(Your objective)
Reproduce without any change everything in the records from the line containing "phrase -- white window trim" down to the end of the records, including both of those lines.

(Entries shown)

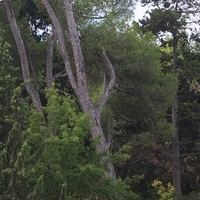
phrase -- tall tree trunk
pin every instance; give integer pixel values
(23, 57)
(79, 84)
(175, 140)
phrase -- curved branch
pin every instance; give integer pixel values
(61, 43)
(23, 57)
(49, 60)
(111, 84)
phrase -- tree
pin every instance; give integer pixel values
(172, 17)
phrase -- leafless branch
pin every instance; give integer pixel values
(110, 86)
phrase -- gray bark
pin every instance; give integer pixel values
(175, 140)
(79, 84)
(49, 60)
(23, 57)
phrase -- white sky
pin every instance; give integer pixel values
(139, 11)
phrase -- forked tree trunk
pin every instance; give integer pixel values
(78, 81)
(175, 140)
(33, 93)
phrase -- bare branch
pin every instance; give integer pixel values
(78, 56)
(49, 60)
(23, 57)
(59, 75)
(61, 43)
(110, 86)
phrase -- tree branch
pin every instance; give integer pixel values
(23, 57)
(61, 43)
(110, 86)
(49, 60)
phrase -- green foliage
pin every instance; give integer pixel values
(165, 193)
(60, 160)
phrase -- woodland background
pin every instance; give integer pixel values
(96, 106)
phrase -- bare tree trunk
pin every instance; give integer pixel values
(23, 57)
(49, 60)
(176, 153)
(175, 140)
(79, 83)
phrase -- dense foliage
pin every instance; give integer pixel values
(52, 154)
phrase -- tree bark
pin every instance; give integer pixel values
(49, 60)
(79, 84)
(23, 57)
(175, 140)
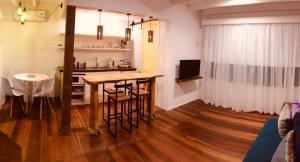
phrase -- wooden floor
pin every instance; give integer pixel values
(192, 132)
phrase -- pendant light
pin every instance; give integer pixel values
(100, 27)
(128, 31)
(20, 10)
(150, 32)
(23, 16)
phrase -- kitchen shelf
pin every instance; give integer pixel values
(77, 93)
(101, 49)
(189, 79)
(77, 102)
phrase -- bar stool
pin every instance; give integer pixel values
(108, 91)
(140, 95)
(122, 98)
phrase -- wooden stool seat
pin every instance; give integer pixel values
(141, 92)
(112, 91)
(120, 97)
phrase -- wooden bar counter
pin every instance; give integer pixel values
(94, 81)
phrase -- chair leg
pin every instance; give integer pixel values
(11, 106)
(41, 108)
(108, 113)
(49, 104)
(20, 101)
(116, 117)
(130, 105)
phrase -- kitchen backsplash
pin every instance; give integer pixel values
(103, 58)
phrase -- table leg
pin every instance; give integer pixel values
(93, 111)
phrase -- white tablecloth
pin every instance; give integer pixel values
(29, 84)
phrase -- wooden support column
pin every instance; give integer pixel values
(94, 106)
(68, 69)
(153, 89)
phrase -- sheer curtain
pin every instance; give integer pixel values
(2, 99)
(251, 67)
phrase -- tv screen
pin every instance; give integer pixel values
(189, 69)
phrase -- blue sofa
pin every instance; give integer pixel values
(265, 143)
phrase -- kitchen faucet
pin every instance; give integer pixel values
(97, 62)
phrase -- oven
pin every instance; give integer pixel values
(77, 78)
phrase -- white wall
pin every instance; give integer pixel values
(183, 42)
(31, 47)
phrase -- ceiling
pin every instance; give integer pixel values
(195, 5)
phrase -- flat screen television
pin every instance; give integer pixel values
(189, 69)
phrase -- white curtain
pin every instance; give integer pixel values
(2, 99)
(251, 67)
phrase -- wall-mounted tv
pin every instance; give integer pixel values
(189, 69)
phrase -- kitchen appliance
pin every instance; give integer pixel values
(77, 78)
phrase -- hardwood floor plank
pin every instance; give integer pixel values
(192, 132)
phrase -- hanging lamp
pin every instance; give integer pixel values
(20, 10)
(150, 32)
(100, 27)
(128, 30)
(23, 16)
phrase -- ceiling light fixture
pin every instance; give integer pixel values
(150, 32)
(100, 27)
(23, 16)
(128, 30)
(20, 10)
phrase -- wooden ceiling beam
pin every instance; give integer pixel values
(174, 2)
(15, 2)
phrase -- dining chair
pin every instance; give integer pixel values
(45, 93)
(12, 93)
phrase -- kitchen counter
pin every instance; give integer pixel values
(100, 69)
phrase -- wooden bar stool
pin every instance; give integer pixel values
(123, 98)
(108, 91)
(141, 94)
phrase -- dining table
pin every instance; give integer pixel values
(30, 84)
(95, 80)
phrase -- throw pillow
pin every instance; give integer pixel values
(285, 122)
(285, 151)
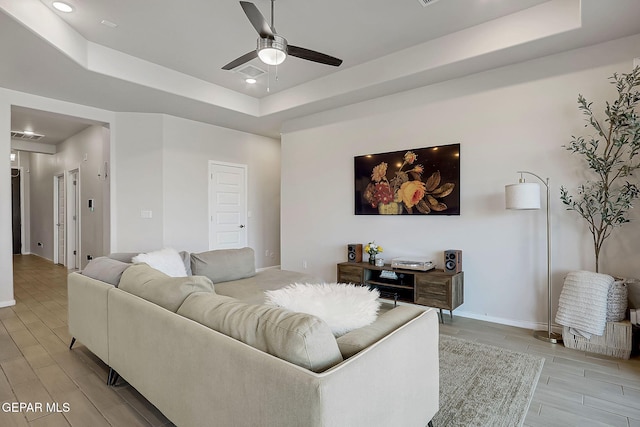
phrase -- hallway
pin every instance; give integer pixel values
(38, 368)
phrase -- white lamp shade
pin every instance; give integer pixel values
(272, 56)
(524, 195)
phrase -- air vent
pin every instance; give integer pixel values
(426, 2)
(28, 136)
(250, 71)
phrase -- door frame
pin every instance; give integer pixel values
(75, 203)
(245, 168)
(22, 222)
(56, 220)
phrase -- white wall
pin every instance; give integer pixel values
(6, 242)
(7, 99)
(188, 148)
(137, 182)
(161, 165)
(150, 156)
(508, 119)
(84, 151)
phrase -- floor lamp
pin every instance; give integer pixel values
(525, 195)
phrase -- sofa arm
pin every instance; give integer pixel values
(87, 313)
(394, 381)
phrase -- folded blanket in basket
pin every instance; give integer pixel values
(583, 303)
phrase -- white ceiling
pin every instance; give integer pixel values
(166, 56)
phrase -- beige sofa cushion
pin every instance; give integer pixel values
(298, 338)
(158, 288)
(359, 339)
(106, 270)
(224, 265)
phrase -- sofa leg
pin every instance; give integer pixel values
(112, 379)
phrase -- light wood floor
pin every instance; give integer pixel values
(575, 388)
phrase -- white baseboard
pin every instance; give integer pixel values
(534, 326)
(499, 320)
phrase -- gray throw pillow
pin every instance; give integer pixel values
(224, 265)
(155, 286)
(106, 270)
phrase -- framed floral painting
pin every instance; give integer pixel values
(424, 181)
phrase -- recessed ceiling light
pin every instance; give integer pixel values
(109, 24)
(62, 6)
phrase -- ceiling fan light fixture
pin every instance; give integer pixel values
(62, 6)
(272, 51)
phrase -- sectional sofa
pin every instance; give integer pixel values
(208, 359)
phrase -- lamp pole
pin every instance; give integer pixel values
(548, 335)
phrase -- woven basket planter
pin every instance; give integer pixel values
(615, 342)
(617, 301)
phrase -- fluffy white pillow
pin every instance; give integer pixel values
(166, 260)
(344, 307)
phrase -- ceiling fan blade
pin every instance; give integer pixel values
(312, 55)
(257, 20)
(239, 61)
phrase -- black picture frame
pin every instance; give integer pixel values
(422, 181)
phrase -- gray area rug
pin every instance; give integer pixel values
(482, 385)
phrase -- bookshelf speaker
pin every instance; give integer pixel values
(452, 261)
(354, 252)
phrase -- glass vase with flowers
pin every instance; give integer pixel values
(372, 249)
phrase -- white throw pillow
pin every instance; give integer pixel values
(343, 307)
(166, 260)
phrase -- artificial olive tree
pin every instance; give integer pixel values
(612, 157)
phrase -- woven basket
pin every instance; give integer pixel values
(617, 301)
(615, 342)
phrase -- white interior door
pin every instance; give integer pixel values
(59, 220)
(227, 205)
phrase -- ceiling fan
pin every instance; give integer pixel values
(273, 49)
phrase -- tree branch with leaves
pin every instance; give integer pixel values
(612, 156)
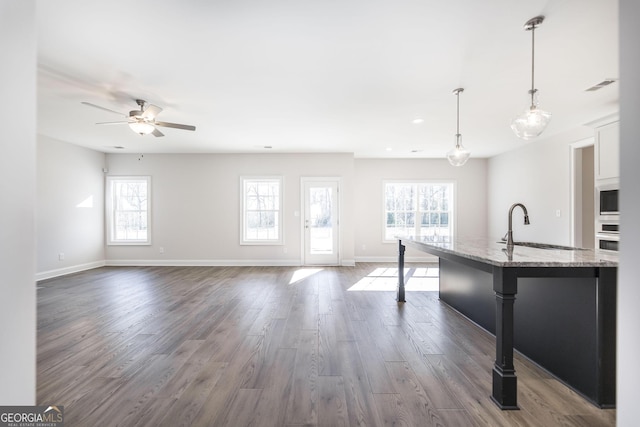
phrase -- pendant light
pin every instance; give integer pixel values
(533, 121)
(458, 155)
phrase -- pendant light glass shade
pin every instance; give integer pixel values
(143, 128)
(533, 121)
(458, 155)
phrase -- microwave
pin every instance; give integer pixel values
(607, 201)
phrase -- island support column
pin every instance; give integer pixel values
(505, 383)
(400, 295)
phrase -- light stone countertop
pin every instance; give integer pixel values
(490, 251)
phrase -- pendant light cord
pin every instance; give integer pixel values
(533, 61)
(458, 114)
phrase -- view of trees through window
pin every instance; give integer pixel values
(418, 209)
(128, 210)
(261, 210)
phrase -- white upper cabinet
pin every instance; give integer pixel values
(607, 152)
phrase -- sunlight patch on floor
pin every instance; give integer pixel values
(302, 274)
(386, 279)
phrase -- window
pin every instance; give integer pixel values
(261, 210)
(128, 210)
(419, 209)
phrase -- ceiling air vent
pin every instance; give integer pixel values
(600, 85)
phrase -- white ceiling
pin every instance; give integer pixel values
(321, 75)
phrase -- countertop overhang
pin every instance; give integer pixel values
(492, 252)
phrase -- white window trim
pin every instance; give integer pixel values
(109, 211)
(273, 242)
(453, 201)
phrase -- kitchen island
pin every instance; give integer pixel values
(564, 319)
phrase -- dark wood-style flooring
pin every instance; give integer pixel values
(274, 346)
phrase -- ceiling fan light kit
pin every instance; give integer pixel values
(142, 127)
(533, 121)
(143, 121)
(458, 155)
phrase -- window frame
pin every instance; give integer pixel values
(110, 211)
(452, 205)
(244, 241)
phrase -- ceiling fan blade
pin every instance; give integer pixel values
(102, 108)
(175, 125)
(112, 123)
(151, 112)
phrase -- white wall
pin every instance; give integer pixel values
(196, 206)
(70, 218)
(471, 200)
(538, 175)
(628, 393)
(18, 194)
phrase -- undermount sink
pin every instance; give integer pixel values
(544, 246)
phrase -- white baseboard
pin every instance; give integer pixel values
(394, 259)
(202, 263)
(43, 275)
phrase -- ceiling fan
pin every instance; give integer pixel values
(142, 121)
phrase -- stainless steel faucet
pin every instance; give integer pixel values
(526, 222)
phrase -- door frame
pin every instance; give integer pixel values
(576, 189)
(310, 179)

(Reply)
phrase -- white window trim
pin every instance; give integer pixel values
(109, 211)
(273, 242)
(453, 201)
phrase -- kitchen island
pin every instance; give integer pixel values
(564, 319)
phrase -- dark wood-style flooring
pin every instance; give integer pixel values
(274, 346)
phrase -- ceiling fan light kit
pin every instance; give integer pixel values
(142, 127)
(533, 121)
(143, 121)
(458, 155)
phrase -- window frame
pin every instance; give integer pixel values
(110, 211)
(452, 205)
(244, 241)
phrase -- ceiling fan blade
pin every instance; give integer pixel values
(102, 108)
(175, 125)
(112, 123)
(151, 112)
phrase -- white wall
pin every instance; give integer pixel values
(196, 206)
(70, 218)
(471, 200)
(538, 175)
(628, 393)
(18, 194)
phrase -- undermount sink
pin every instance; give integer pixel values
(544, 246)
phrase -- white baseboard
pin every instance; give integer pixel values
(394, 259)
(202, 263)
(43, 275)
phrase -- ceiling fan
pin every instance; give integer pixel values
(142, 121)
phrase -- stainless steel faucet
pin every instance; give integer pixel values
(526, 222)
phrase -- door frame
pin every instance; give integer pixel values
(576, 189)
(310, 179)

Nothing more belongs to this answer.